Referring expression pointing data
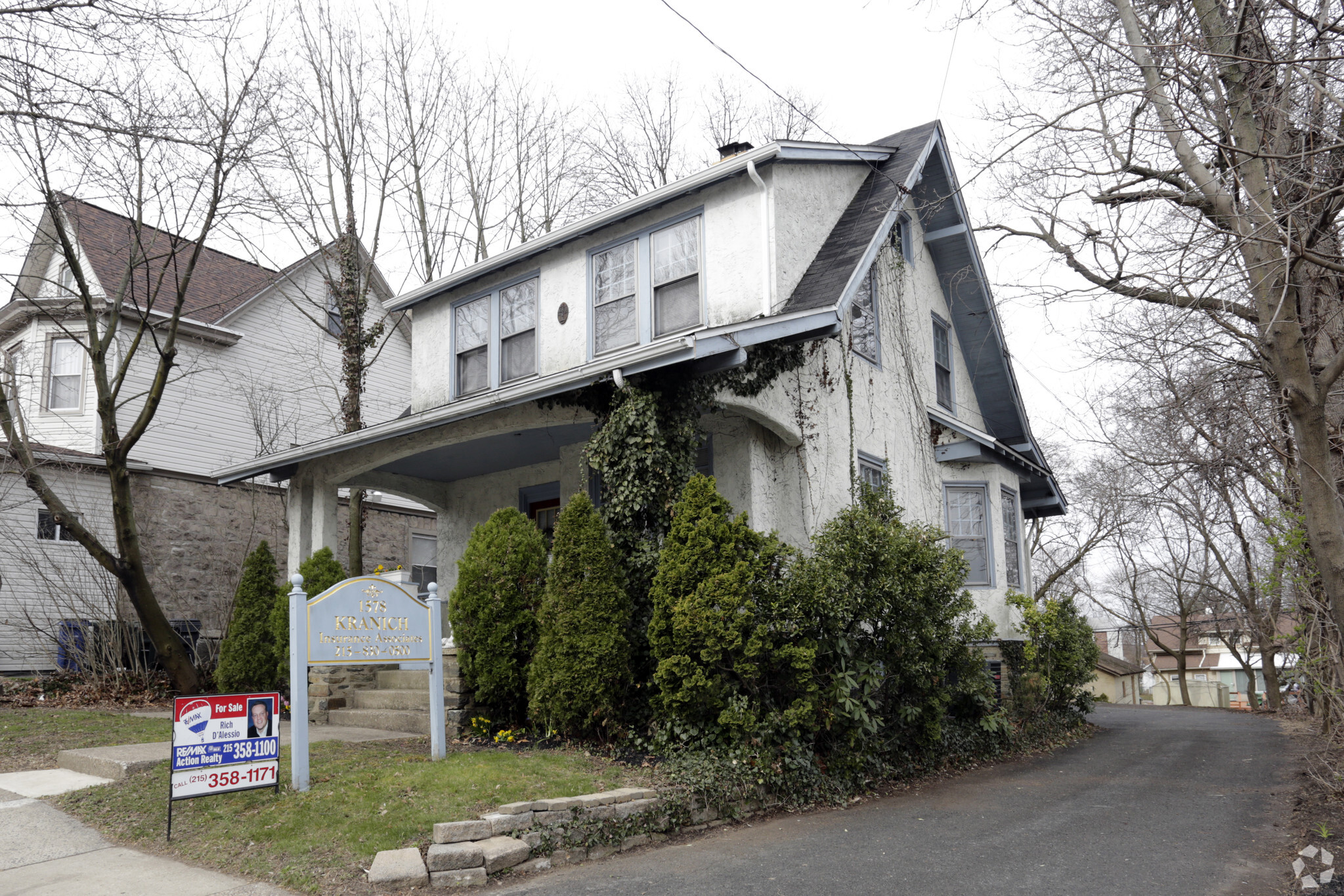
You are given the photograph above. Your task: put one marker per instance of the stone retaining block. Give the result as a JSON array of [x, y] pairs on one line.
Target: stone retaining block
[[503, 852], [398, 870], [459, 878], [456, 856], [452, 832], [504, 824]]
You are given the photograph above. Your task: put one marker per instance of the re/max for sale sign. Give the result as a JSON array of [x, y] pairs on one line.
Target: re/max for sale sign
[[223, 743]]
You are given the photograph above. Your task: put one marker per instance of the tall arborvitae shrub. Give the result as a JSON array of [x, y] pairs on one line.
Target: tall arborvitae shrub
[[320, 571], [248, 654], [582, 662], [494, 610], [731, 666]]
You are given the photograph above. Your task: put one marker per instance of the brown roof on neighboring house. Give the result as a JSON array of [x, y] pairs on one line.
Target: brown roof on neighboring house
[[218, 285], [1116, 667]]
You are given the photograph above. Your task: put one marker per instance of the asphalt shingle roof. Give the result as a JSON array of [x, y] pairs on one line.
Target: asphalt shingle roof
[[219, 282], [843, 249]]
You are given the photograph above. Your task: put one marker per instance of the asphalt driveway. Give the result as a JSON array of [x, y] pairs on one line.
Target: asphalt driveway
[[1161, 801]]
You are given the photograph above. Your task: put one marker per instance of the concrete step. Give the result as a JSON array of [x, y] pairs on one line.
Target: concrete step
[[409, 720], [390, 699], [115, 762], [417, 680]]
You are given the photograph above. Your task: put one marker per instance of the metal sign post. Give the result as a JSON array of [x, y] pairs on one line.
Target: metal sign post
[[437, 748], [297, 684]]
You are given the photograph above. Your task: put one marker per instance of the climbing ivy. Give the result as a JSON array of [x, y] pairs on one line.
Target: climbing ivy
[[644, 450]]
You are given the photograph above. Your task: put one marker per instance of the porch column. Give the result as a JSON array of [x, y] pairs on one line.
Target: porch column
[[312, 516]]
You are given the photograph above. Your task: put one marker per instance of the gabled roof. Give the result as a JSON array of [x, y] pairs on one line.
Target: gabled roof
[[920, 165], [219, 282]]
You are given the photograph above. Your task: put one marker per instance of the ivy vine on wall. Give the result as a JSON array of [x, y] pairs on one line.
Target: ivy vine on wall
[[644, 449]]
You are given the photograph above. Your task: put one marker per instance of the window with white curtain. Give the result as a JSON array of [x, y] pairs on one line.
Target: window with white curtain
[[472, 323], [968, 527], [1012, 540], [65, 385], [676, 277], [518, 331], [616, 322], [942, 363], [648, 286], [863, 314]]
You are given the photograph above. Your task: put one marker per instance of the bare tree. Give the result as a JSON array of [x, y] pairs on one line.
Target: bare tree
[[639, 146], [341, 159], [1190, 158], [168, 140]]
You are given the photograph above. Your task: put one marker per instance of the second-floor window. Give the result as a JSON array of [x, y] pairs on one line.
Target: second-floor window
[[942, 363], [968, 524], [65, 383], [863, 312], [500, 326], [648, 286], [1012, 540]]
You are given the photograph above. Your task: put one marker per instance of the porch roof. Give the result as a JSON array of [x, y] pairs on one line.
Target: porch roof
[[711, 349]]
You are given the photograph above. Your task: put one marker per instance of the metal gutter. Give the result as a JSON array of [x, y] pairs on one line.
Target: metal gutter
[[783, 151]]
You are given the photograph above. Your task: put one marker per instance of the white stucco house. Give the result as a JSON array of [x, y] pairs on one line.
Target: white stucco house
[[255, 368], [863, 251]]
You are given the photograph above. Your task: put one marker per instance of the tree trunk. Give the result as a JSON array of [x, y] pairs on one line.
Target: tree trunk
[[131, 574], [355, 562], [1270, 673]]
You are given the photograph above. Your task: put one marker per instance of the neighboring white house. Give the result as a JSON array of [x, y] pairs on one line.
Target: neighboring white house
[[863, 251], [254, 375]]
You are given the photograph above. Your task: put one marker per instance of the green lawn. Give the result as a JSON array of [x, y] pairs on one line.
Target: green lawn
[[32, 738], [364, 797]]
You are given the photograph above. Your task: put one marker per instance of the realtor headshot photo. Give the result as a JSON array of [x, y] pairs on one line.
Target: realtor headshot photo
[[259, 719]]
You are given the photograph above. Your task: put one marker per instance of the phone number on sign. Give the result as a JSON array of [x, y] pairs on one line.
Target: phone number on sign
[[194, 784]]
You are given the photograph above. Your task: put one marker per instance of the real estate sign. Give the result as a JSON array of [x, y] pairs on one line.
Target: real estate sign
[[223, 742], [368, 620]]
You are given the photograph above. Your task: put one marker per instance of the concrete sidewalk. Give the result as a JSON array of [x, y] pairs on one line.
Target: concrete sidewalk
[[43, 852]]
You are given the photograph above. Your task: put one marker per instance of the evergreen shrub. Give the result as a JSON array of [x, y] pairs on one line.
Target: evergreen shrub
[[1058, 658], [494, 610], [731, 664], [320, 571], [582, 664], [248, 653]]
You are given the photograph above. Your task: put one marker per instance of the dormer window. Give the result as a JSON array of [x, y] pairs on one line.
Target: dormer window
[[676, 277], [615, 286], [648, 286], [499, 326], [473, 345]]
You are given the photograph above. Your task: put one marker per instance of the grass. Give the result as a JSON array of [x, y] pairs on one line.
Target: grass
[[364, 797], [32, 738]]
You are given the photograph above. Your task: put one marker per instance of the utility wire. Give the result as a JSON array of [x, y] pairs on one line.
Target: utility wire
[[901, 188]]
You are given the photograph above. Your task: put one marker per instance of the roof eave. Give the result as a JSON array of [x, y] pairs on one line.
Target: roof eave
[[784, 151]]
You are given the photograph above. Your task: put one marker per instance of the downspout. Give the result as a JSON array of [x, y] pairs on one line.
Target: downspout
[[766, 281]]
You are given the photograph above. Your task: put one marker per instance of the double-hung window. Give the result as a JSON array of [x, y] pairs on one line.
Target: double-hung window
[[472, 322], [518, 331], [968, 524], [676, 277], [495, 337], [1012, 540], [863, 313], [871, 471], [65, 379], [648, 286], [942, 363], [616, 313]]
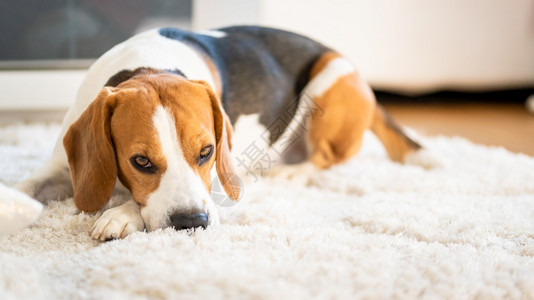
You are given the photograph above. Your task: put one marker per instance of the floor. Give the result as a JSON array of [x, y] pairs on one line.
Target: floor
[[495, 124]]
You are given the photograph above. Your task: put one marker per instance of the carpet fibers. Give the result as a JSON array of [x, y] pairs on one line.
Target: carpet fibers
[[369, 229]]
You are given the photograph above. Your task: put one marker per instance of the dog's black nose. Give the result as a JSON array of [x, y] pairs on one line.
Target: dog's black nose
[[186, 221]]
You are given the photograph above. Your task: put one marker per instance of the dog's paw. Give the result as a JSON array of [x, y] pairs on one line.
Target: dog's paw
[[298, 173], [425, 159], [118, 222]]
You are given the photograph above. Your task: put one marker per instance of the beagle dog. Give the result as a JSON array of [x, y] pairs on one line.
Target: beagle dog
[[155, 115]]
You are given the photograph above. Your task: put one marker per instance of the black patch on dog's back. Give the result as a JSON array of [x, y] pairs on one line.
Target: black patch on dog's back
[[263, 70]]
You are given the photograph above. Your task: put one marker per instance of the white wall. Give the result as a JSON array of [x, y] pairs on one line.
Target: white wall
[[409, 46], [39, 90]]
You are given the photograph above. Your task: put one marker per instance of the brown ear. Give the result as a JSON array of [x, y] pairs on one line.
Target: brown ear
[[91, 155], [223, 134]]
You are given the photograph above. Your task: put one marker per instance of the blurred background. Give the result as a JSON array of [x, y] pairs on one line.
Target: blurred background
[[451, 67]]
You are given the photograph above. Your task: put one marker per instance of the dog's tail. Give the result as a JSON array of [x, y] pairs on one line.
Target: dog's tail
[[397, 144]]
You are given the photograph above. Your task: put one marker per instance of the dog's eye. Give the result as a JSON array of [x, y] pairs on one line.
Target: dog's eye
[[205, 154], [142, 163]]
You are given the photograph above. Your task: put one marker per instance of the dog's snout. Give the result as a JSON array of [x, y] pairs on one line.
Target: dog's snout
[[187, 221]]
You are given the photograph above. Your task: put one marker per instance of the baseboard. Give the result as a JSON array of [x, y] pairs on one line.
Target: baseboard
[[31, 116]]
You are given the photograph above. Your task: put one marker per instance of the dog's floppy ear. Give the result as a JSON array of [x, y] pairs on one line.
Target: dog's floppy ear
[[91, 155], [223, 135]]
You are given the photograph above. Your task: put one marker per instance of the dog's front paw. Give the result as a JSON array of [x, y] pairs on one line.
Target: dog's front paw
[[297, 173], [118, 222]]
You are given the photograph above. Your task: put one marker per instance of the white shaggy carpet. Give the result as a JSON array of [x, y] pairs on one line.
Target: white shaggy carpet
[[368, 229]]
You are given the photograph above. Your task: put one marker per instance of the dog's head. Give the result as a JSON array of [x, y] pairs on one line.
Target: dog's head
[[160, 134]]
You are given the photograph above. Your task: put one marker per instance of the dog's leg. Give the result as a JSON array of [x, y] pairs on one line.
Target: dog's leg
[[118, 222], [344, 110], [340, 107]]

Work request >> Each line from the one that holds "the dog's floppy" to the end of the records above should be transcribed exactly, both ends included.

Task answer >>
You are given the photograph above. Your task: put one marker per instance of the dog's floppy ear. Give the result as a JSON array of [x, y] pairs on one line.
Target: dog's floppy ear
[[91, 155], [223, 135]]
You are given the photograph above. Your task: put one marker per instance of the dog's front paw. Give the result as a JSON array of [x, y] pairs on one line.
Target: dog's front paw
[[297, 173], [118, 222]]
You are given the photograph above. Your task: put one marker per instance of the white shaggy carpet. Give the result as a JSON array of [x, y] pairs on one line.
Target: white shaggy carpet
[[368, 229]]
You are given the photograph above. Your task: put one marker per instance of the dog's head. Give the result as a JSON array of [x, y] pairs on one line.
Target: dog's head
[[160, 134]]
You are given the photograph above. Your task: put one marker per instance of the dog's leg. Give the result as a JSON array of [x, y] pairs on one line.
Target: dog's leg
[[118, 222], [344, 110], [340, 107]]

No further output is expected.